***** TASK MATERIAL

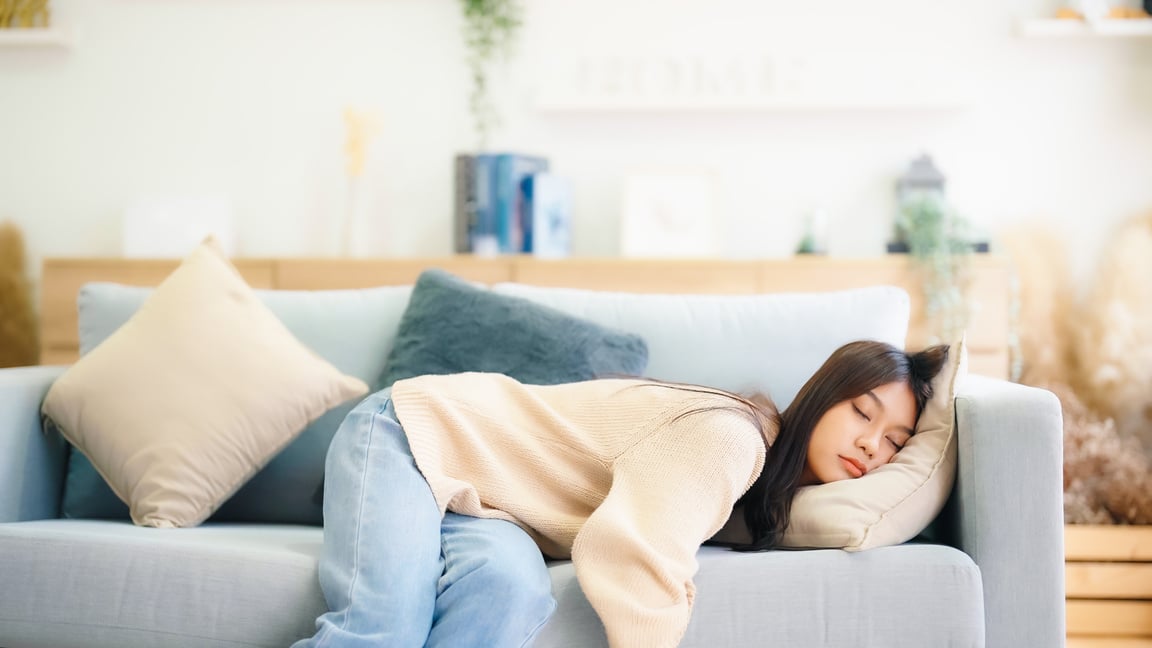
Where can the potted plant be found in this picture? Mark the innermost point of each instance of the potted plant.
(937, 239)
(490, 30)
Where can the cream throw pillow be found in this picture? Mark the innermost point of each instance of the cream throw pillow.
(194, 394)
(895, 502)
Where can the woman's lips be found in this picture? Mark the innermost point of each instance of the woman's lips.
(854, 467)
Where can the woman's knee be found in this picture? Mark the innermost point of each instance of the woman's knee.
(506, 565)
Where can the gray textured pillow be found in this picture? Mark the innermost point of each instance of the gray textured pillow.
(452, 326)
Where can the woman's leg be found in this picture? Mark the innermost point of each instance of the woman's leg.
(495, 590)
(380, 562)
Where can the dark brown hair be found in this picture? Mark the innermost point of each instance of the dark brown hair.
(851, 370)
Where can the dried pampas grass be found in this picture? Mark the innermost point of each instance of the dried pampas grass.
(1115, 343)
(1107, 476)
(1106, 472)
(17, 322)
(1046, 301)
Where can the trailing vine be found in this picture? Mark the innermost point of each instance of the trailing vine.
(490, 31)
(937, 239)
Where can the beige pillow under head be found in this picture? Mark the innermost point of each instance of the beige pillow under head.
(194, 394)
(895, 502)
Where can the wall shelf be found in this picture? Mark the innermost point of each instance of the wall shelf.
(1059, 28)
(35, 37)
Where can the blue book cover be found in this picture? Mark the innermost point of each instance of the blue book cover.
(548, 216)
(508, 175)
(483, 232)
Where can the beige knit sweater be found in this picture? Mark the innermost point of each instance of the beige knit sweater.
(601, 471)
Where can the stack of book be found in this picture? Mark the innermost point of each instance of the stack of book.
(510, 203)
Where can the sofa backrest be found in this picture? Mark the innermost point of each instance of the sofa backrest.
(766, 343)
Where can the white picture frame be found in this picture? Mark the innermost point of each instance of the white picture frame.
(669, 213)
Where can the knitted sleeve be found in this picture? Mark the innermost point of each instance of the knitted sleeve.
(635, 557)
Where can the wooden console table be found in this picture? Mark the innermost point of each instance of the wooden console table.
(990, 293)
(1108, 581)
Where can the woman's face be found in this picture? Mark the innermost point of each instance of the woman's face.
(859, 435)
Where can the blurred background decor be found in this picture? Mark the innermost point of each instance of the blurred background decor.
(19, 345)
(490, 31)
(361, 128)
(1092, 353)
(937, 238)
(24, 14)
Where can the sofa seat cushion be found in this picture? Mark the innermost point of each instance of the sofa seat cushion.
(93, 582)
(906, 596)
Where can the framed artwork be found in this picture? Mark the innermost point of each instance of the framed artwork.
(669, 213)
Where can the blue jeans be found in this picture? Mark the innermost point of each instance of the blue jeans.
(396, 573)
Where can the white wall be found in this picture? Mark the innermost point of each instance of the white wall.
(245, 98)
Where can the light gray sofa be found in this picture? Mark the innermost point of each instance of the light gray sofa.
(992, 573)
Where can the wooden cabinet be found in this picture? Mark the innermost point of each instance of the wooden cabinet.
(1108, 586)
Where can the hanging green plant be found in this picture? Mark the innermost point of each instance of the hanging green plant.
(490, 31)
(938, 241)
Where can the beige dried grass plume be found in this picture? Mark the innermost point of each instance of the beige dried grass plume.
(1107, 476)
(17, 322)
(1047, 299)
(1115, 343)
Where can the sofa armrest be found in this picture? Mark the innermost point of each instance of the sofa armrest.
(31, 462)
(1008, 507)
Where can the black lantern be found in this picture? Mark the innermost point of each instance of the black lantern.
(922, 180)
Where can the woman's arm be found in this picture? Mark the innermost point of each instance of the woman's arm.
(636, 556)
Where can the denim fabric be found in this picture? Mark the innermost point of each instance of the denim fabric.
(396, 573)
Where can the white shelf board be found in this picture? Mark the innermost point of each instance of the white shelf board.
(1061, 28)
(35, 37)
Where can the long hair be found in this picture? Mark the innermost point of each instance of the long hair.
(851, 370)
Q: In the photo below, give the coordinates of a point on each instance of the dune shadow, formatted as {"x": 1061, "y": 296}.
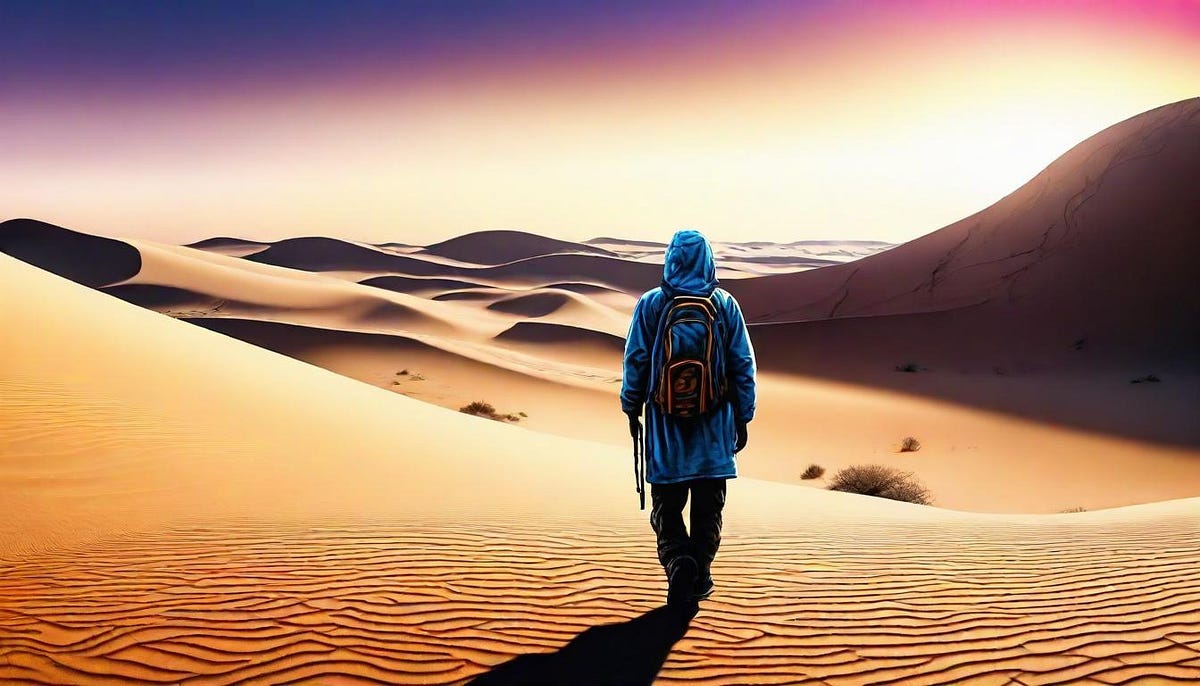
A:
{"x": 629, "y": 653}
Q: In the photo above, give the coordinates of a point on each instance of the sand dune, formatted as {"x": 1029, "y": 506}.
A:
{"x": 504, "y": 246}
{"x": 1099, "y": 242}
{"x": 281, "y": 523}
{"x": 229, "y": 246}
{"x": 419, "y": 284}
{"x": 321, "y": 254}
{"x": 1085, "y": 270}
{"x": 83, "y": 258}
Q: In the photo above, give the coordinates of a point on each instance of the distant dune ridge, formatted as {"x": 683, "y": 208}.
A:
{"x": 184, "y": 506}
{"x": 1013, "y": 332}
{"x": 181, "y": 501}
{"x": 1097, "y": 248}
{"x": 504, "y": 246}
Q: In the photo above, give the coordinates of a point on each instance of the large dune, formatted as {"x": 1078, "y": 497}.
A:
{"x": 83, "y": 258}
{"x": 181, "y": 506}
{"x": 1078, "y": 283}
{"x": 1098, "y": 247}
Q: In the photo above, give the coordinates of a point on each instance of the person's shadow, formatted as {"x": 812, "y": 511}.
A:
{"x": 629, "y": 653}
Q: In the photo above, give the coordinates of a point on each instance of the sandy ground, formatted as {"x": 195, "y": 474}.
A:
{"x": 271, "y": 482}
{"x": 179, "y": 505}
{"x": 555, "y": 355}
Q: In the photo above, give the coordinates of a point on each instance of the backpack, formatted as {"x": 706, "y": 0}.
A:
{"x": 690, "y": 377}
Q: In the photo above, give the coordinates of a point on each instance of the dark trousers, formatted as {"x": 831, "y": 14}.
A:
{"x": 666, "y": 518}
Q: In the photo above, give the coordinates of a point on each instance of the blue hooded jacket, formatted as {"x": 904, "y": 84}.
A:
{"x": 700, "y": 447}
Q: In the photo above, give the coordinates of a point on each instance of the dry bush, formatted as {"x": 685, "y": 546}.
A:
{"x": 479, "y": 408}
{"x": 813, "y": 471}
{"x": 484, "y": 409}
{"x": 881, "y": 481}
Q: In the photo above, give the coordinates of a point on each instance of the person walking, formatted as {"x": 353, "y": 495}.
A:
{"x": 689, "y": 368}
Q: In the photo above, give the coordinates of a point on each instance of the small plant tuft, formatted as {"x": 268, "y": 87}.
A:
{"x": 485, "y": 409}
{"x": 478, "y": 408}
{"x": 881, "y": 481}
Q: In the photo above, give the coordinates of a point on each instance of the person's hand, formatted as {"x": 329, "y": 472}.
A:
{"x": 635, "y": 423}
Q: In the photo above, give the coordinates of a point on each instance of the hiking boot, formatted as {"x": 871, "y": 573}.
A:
{"x": 682, "y": 581}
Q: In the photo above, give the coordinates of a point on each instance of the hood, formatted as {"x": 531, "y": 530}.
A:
{"x": 689, "y": 268}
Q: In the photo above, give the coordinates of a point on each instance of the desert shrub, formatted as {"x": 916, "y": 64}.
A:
{"x": 881, "y": 481}
{"x": 813, "y": 471}
{"x": 478, "y": 408}
{"x": 484, "y": 409}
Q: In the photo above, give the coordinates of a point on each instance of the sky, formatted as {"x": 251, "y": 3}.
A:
{"x": 418, "y": 120}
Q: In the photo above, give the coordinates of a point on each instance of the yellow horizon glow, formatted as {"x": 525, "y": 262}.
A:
{"x": 772, "y": 148}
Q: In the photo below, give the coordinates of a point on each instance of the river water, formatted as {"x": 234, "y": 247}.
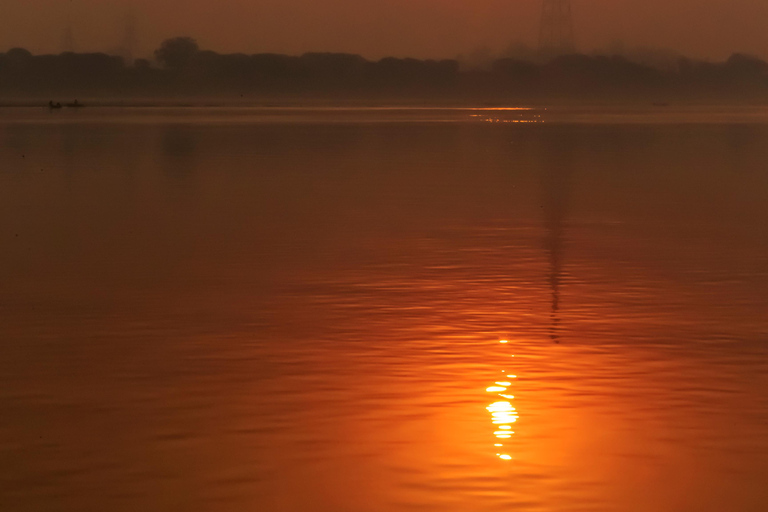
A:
{"x": 375, "y": 310}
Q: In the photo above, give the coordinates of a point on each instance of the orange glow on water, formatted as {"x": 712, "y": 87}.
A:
{"x": 502, "y": 412}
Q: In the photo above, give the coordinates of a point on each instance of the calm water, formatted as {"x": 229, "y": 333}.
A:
{"x": 292, "y": 310}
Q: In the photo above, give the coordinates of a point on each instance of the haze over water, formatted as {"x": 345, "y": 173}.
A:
{"x": 289, "y": 309}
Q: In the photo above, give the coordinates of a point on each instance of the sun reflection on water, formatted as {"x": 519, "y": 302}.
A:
{"x": 503, "y": 414}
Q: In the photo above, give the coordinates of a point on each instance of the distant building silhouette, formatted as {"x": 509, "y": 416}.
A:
{"x": 556, "y": 32}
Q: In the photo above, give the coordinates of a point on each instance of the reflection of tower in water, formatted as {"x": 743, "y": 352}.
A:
{"x": 503, "y": 414}
{"x": 556, "y": 191}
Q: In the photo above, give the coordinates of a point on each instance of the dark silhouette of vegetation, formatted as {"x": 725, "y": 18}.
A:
{"x": 182, "y": 69}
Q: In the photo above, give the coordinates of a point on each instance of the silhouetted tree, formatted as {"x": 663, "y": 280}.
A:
{"x": 177, "y": 53}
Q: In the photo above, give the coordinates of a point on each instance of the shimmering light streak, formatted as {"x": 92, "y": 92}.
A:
{"x": 502, "y": 412}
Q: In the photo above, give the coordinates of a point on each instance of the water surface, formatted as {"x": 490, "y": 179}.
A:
{"x": 292, "y": 310}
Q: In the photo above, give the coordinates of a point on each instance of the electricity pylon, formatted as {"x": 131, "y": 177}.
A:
{"x": 556, "y": 35}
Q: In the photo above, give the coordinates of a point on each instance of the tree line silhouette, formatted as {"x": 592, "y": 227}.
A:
{"x": 182, "y": 68}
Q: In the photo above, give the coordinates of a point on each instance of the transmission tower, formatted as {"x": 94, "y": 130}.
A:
{"x": 556, "y": 35}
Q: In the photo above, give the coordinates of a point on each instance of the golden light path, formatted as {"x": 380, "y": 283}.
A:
{"x": 503, "y": 415}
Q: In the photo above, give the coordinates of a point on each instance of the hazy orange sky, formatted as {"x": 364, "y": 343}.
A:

**********

> **REQUIREMENT**
Quote the lines of the listing above that run from the line with "of the electricity" through its last line, both included, and nothing else.

> **SOLUTION**
Q: In the photo above, give the coordinates of a point on each instance of the electricity pylon, formatted as {"x": 131, "y": 177}.
A:
{"x": 556, "y": 35}
Q: In the photo above, give the coordinates of a point on each instance of the tree line silhouette, formatted as {"x": 592, "y": 227}.
A:
{"x": 182, "y": 68}
Q: In the photo above, give the coordinates of a point on each instance of the transmission tower, formatted as {"x": 94, "y": 130}.
A:
{"x": 556, "y": 35}
Q: In the photo above, give the coordinates of a point on each instance of the golden light path, formatted as {"x": 380, "y": 283}.
A:
{"x": 503, "y": 415}
Q: In the photo above, give the coordinates of a point on each instance of the hazy orange sky, formatted as {"x": 364, "y": 343}.
A:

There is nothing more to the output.